# Information shown

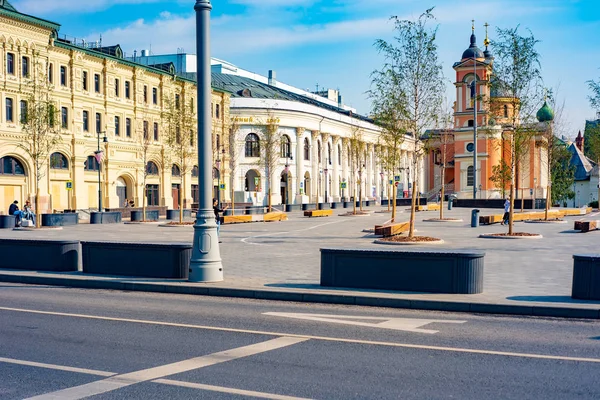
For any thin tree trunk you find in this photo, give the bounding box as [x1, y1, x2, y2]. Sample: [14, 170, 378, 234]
[440, 167, 445, 220]
[508, 183, 514, 235]
[142, 180, 147, 223]
[35, 187, 41, 229]
[179, 175, 185, 224]
[408, 178, 417, 237]
[391, 182, 397, 223]
[387, 180, 391, 212]
[545, 185, 550, 220]
[353, 186, 357, 215]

# Exercise requirements
Leave out all pictures, then copy the remaining material exactly.

# Answer section
For any thin tree trunk you find in this photo, give the bounding box as [x1, y1, x2, y2]. Sample: [14, 170, 378, 234]
[440, 167, 445, 220]
[508, 183, 514, 235]
[142, 180, 147, 223]
[35, 187, 41, 229]
[179, 175, 185, 224]
[408, 178, 417, 237]
[391, 182, 397, 223]
[387, 180, 391, 212]
[545, 185, 550, 220]
[353, 186, 357, 215]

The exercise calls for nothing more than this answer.